- Instructions to follow:
When the listing has been read, print it out again in full, word for word.

- The input:
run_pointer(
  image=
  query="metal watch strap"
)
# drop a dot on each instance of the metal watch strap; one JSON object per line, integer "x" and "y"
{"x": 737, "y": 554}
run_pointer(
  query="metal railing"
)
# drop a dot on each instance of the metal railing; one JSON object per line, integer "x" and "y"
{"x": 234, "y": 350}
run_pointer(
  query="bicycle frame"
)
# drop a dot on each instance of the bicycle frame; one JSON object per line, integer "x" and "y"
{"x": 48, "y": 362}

- Exercise output:
run_pointer(
  image=
  query="metal watch strap"
)
# drop a dot on each instance of the metal watch strap; one JSON object per line, integer "x" and "y"
{"x": 737, "y": 554}
run_pointer(
  query="metal railing"
)
# drop a dot on each instance of the metal railing; one JSON object per line, integer "x" and "y"
{"x": 234, "y": 350}
run_pointer(
  query="bicycle frame"
)
# drop a dot on each instance of the bicycle frame; one JSON object per line, integer "x" and "y"
{"x": 48, "y": 362}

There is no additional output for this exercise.